**Prompt**
Transcribe the data exactly. Pictures stay out.

'''

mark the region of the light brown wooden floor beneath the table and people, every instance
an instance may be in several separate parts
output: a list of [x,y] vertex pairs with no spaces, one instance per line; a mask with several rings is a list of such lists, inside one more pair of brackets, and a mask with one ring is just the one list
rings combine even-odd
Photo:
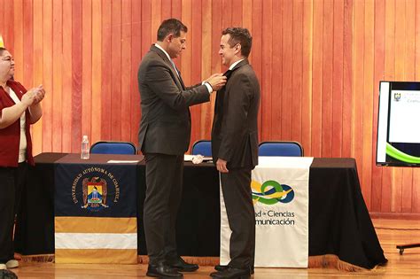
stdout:
[[[408,249],[403,255],[396,244],[420,243],[420,221],[373,220],[377,236],[389,260],[385,267],[362,272],[342,272],[331,268],[255,268],[254,278],[420,278],[420,248]],[[142,278],[147,265],[74,265],[21,262],[12,269],[19,278]],[[184,278],[209,278],[213,267],[200,267]]]

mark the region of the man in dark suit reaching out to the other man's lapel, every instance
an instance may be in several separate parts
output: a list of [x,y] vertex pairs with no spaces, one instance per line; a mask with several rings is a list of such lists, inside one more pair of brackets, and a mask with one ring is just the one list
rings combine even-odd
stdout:
[[187,27],[178,19],[163,21],[158,41],[138,69],[142,120],[138,133],[146,163],[144,233],[149,255],[148,276],[182,277],[195,271],[176,252],[175,221],[183,186],[183,154],[191,136],[190,105],[209,101],[226,82],[214,74],[202,84],[186,88],[172,58],[185,49]]

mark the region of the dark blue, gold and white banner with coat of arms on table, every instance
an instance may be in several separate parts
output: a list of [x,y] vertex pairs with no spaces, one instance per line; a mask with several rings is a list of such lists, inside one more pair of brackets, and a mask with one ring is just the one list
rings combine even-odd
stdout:
[[55,261],[137,263],[136,164],[55,166]]

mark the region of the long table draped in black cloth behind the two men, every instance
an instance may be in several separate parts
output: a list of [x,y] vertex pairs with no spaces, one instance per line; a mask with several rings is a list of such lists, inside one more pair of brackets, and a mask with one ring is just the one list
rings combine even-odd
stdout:
[[[16,252],[54,253],[54,162],[66,153],[42,153],[22,198]],[[114,155],[108,155],[115,159]],[[147,254],[143,229],[144,162],[137,165],[138,253]],[[177,221],[178,252],[218,257],[220,247],[219,177],[213,164],[185,163],[183,200]],[[362,197],[354,159],[315,158],[309,171],[309,256],[334,254],[358,267],[384,264]]]

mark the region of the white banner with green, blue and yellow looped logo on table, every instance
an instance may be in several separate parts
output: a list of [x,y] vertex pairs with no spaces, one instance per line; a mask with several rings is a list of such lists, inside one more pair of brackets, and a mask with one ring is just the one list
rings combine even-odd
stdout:
[[[313,158],[260,157],[252,173],[255,267],[307,267],[309,167]],[[221,186],[221,264],[229,263],[228,217]]]

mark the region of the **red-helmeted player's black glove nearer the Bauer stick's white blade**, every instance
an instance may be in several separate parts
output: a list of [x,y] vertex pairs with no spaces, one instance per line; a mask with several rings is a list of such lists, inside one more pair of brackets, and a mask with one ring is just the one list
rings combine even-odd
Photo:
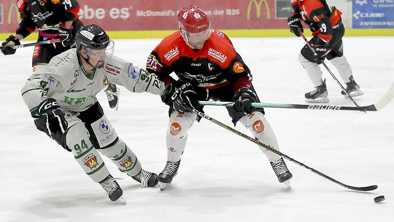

'''

**Exercise solution**
mark the region of the light brown wooden floor beneath the table and people, every instance
an instance may be in several separate parts
output: a list of [x,y] vertex pairs with no spaces, one instance per line; a mask with several rings is a list of such lists, inside one more pair of brackets, and a mask with one ring is just the one list
rings combine even-odd
Photo:
stdout:
[[[408,249],[403,255],[396,244],[420,243],[420,221],[373,220],[377,236],[389,260],[385,267],[362,272],[342,272],[331,268],[255,268],[254,278],[420,278],[420,248]],[[142,278],[147,265],[74,265],[21,262],[12,269],[19,278]],[[184,278],[209,278],[213,267],[200,267]]]

mark the region of the man in dark suit reaching out to the other man's lapel, every instance
an instance may be in several separate parts
output: a list of [x,y] vertex pairs with no spaces, one instance per line; a mask with several rings is a list of such lists, inside one more pair of brackets, and a mask with one ring is just the one list
rings combine even-odd
stdout:
[[187,27],[178,19],[163,21],[158,41],[138,69],[142,120],[138,133],[146,163],[144,233],[149,255],[148,276],[182,277],[195,271],[176,252],[175,221],[183,186],[183,154],[191,136],[190,105],[209,101],[226,82],[214,74],[202,84],[186,88],[172,58],[185,49]]

mark the region of the dark blue, gold and white banner with coat of arms on table, every instance
an instance may be in several separate parts
output: a list of [x,y] vertex pairs with no spaces, one instance per line; a mask with several rings is a list of such lists, inside one more pair of brackets, and a mask with one ring is just the one list
rings combine even-odd
stdout:
[[55,261],[137,263],[136,164],[55,166]]

mark the region of the long table draped in black cloth behind the two men, every instance
an instance may be in several separate parts
output: a list of [x,y] vertex pairs with no spaces, one instance per line; a mask with several rings is a list of such lists, inside one more pair of brackets, and a mask with one ring is just the one list
rings combine even-odd
stdout:
[[[16,252],[54,253],[54,162],[66,153],[42,153],[22,198]],[[114,155],[108,155],[115,159]],[[147,254],[143,229],[144,162],[137,165],[138,253]],[[177,221],[178,252],[218,257],[220,247],[219,177],[213,164],[185,163],[183,200]],[[362,197],[354,159],[315,158],[309,171],[309,256],[334,254],[358,267],[384,264]]]

mark the region of the white banner with green, blue and yellow looped logo on table, every instance
an instance may be in several separate parts
output: a list of [x,y] vertex pairs with no spaces, one instance per line; a mask with several rings is a list of such lists, inside one more pair of brackets, and a mask with one ring is just the one list
rings combine even-odd
stdout:
[[[313,158],[260,157],[252,173],[255,267],[307,267],[309,167]],[[221,186],[221,264],[229,263],[228,217]]]

mark the region of the **red-helmeted player's black glove nearer the Bauer stick's white blade**, every instance
an instance may be in several separate parts
output: a list of [x,y] vertex pairs with no spaces, one instance per line; a mask with several rings is a list of such lists, inside one more pair of brackets, and a mask with one ring is just the one list
rings combine even-odd
Photo:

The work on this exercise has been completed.